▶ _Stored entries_
● ● ● ● ● ● ●

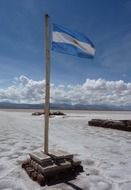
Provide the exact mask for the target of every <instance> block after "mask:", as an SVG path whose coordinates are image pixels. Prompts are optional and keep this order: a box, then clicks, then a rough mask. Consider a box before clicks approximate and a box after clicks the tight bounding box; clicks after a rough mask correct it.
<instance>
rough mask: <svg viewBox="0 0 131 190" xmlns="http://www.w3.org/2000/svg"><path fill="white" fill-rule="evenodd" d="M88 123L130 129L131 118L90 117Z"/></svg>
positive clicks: (119, 129) (97, 126)
mask: <svg viewBox="0 0 131 190" xmlns="http://www.w3.org/2000/svg"><path fill="white" fill-rule="evenodd" d="M88 124H89V125H90V126H96V127H104V128H111V129H118V130H124V131H131V120H109V119H92V120H90V121H89V122H88Z"/></svg>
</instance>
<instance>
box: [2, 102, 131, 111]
mask: <svg viewBox="0 0 131 190" xmlns="http://www.w3.org/2000/svg"><path fill="white" fill-rule="evenodd" d="M43 108H44V104H18V103H10V102H0V109H43ZM50 108H51V109H63V110H64V109H66V110H107V111H108V110H112V111H113V110H114V111H131V106H111V105H82V104H75V105H70V104H50Z"/></svg>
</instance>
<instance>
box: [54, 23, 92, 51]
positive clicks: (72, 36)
mask: <svg viewBox="0 0 131 190" xmlns="http://www.w3.org/2000/svg"><path fill="white" fill-rule="evenodd" d="M53 31H54V32H63V33H66V34H68V35H70V36H72V37H73V38H75V39H77V40H79V41H81V42H85V43H89V44H91V46H92V47H94V48H95V46H94V44H93V43H92V42H91V41H90V39H89V38H87V37H86V36H85V35H84V34H82V33H80V32H75V31H72V30H69V29H68V28H65V27H63V26H60V25H57V24H54V23H53Z"/></svg>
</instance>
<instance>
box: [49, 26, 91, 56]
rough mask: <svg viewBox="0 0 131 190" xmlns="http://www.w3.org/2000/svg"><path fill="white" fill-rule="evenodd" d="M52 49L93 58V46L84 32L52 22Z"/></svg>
mask: <svg viewBox="0 0 131 190" xmlns="http://www.w3.org/2000/svg"><path fill="white" fill-rule="evenodd" d="M52 50H53V51H57V52H60V53H65V54H70V55H74V56H78V57H83V58H93V57H94V55H95V46H94V45H93V43H92V42H91V41H90V40H89V38H87V37H86V36H85V35H84V34H82V33H79V32H74V31H71V30H69V29H67V28H65V27H63V26H59V25H56V24H53V32H52Z"/></svg>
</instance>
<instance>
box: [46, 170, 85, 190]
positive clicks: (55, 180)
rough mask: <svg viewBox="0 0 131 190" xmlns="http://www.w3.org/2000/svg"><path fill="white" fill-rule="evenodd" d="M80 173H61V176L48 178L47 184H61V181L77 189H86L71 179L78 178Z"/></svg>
mask: <svg viewBox="0 0 131 190" xmlns="http://www.w3.org/2000/svg"><path fill="white" fill-rule="evenodd" d="M81 172H84V171H81ZM78 175H79V172H78V173H75V174H74V173H72V172H71V173H70V174H69V173H61V175H60V176H56V177H55V178H54V177H53V178H50V179H48V180H47V185H48V186H52V185H57V184H60V183H64V184H66V185H68V186H70V187H72V189H75V190H84V189H82V188H80V187H78V186H77V185H75V184H73V183H71V182H70V181H71V180H74V179H76V177H77V176H78Z"/></svg>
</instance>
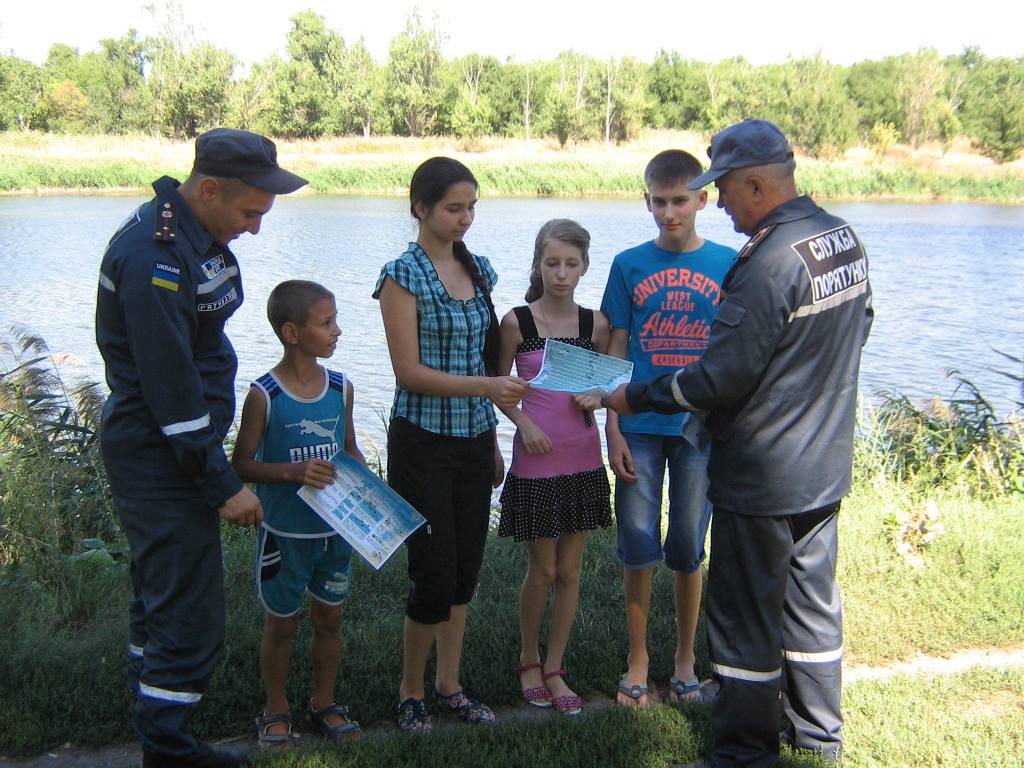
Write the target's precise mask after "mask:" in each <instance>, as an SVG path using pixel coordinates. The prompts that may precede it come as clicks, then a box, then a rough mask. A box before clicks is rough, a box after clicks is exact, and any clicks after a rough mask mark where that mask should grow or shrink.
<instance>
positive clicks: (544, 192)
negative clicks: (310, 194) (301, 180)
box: [0, 154, 1024, 203]
mask: <svg viewBox="0 0 1024 768" xmlns="http://www.w3.org/2000/svg"><path fill="white" fill-rule="evenodd" d="M472 162H473V173H474V174H475V175H476V177H477V178H478V179H479V181H480V187H481V189H483V190H484V191H485V193H486V194H488V195H498V196H537V197H573V198H579V197H589V196H623V197H629V196H635V195H637V193H638V188H639V187H638V184H639V179H640V170H639V169H638V168H636V167H634V165H633V164H632V163H626V162H622V161H618V162H616V161H613V160H609V161H607V162H584V161H578V160H562V159H557V160H514V161H496V160H493V159H488V158H479V159H474V160H473V161H472ZM415 166H416V163H415V162H413V161H410V162H406V161H392V160H383V161H368V160H359V161H356V162H346V163H344V164H335V165H330V164H324V165H316V166H309V167H305V168H303V167H301V166H300V167H296V171H298V172H300V173H301V174H302V175H303V176H305V177H306V178H308V179H309V185H310V188H311V189H312V190H313V191H316V193H319V194H325V195H327V194H344V195H385V196H390V195H403V194H404V193H406V184H407V183H408V182H409V178H410V176H411V175H412V172H413V169H414V168H415ZM186 173H187V168H168V167H157V166H153V165H150V164H146V163H142V162H139V161H133V160H96V161H88V162H84V161H74V160H68V159H62V158H60V159H53V160H33V159H26V158H24V157H20V156H16V155H4V154H0V191H6V193H19V191H20V193H39V191H46V190H68V189H71V190H87V191H102V190H124V189H146V188H148V186H150V184H151V183H152V181H153V180H154V179H155V178H158V177H159V176H162V175H164V174H169V175H172V176H175V177H177V178H183V177H184V175H185V174H186ZM797 180H798V184H799V186H800V188H801V190H803V191H806V193H808V194H810V195H813V196H815V197H818V198H844V199H859V198H892V199H902V200H950V201H987V202H1006V203H1016V202H1020V201H1022V200H1024V174H1021V173H1019V172H1015V171H999V172H987V173H964V174H952V173H947V172H937V171H930V170H926V169H923V168H919V167H915V166H912V165H900V166H879V165H865V166H857V167H850V166H845V165H840V164H827V163H821V162H806V163H802V164H801V165H799V166H798V168H797Z"/></svg>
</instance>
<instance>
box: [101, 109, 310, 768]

● ● ● ● ● ● ●

▶ _Problem to solve_
For each line above that includes "before", copy the line.

▶ _Answer for the task_
Provide the exact mask for the target of every <instance> block after "mask:", as an SVG path whose coordinates are image pixels. Prompts are optional and keep this order: a box, then clicks, then a rough mask. Consider a box before clicks approximate and a box after clicks the tight bounding box; clicks after a rough mask correct it.
Write the target's precise mask after "mask:" in each <instance>, as an SVG path using pixel coordinates. The prompts that may precede it come as clicks, then a box, then a rough mask. A box before clicks is rough, a box after clicks is exact, and any clicks after a rough mask mark where that mask should grow or shrink.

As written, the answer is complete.